■ REPORTAGEM
'''

Em contraposição, número de pessoas que dependem da agricultura para sobreviver têm aumentado gradativamente na cidade

A horta da favela de Manguinhos tem o tamanho de três campos de futebol e fica sob uma linha de força. Foto: Ian Cheibub / DER SPIEGEL

Jaqueline Deister | Brasil de Fato

A proposta para a revisão do Plano Diretor do município do Rio de Janeiro tem sido duramente criticada por agricultores urbanos que não se sentem contemplados no planejamento de cidade apresentado na versão preliminar do documento finalizada neste ano.

Na cidade do Rio, os agricultores estão localizados em bairros como Santa Cruz, Campo Grande, Vargem Grande, Guaratiba, Sepetiba, localizados na zona Oeste, e também em bairros como Manguinhos e Complexo da Penha, na zona Norte. Entre os problemas listados pelos trabalhadores rurais está o não reconhecimento da capital fluminense como um território que também planta alimentos.

A invisibilidade dos agricultores urbanos por parte do poder público gera escassez de políticas públicas eficientes no apoio da produção agrícola que abastece as principais feiras agroecológicas do Rio. Bernadete Montesano é agricultora e integra a Rede Carioca de Agricultura Urbana. De acordo com ela, a minuta do Plano não menciona, sequer, a palavra alimento, o que aponta um descaso da política para com agricultores familiares do município.

“No Plano Diretor a situação do Rio aparece como um território todo urbanizado, não existe área rural. Há uma crise de identidade muito grande. É pior do que o preconceito. É você não existir. É como se esses agricultores não existissem e produzissem em suas cidades. É um conflito que vivemos. O que a gente quer é que haja esse reconhecimento e que ele se dê de uma forma em que agricultores e agricultoras desenvolvam os seus trabalhos de forma qualificada e com respeito dessa identidade de trabalhador e produtor na sua cidade”, explica.

O Plano Diretor do município é um instrumento de elaboração da política urbana e é revisto a cada 10 anos. O processo de revisão da última versão começou em 2018. Um ano depois, a Prefeitura do Rio iniciou o contato com diferentes setores da sociedade civil para a revisão da política de desenvolvimento da cidade que culminou na última versão do planejamento a que Bernadete se refere.

Dificuldades

Os números mostram que as pessoas que dependem da agricultura para sobreviver têm aumentado de forma gradativa na capital. Dados da Empresa de Assistência Técnica e Extensão Rural (Emater-Rio) apontam que, oficialmente, existem cerca 1.500 agricultores que se dedicam ao comércio de produtos rurais, cadastrados no município. De acordo com o levantamento da empresa, a agricultura orgânica e agroecológica, tem registrado aumento em torno de 15% a 25 % ao ano.

Sandra Kokudai integra a Rede Ecológica, que há 20 anos estimula o consumo consciente e também atua como assessora parlamentar do vereador Reimont (PT), que preside a Frente Parlamentar de Segurança Alimentar e da Agricultura Carioca. Segundo ela, hoje, um dos principais entraves para os agricultores familiares está na política fiscal do município.

'''

■ DADOS EXTRAÍDOS
'''

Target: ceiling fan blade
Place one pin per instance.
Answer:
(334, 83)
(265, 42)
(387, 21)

'''

■ OBJETIVO 1
Quais bairros do Rio a reportagem sobre agricultura urbana cita como lugares onde ficam os agricultores? Liste todos.
■ OBJETIVO 2
Segundo a reportagem sobre agricultura urbana, de quanto em quanto tempo o Plano Diretor do município é revisto?
■ OBJETIVO 3
Reescreva o trecho da reportagem sobre agricultura urbana trocando "capital" por "cidade". Comece nas palavras "O Plano Diretor do município é" e pare depois de "25 % ao ano.".

■ RESPOSTA COMPLETA 1
Santa Cruz, Campo Grande, Vargem Grande, Guaratiba, Sepetiba, Manguinhos e Complexo da Penha.

■ RESPOSTA COMPLETA 2
A cada 10 anos.

■ RESPOSTA COMPLETA 3
O Plano Diretor do município é um instrumento de elaboração da política urbana e é revisto a cada 10 anos. O processo de revisão da última versão começou em 2018. Um ano depois, a Prefeitura do Rio iniciou o contato com diferentes setores da sociedade civil para a revisão da política de desenvolvimento da cidade que culminou na última versão do planejamento a que Bernadete se refere.

Dificuldades

Os números mostram que as pessoas que dependem da agricultura para sobreviver têm aumentado de forma gradativa na cidade. Dados da Empresa de Assistência Técnica e Extensão Rural (Emater-Rio) apontam que, oficialmente, existem cerca 1.500 agricultores que se dedicam ao comércio de produtos rurais, cadastrados no município. De acordo com o levantamento da empresa, a agricultura orgânica e agroecológica, tem registrado aumento em torno de 15% a 25 % ao ano.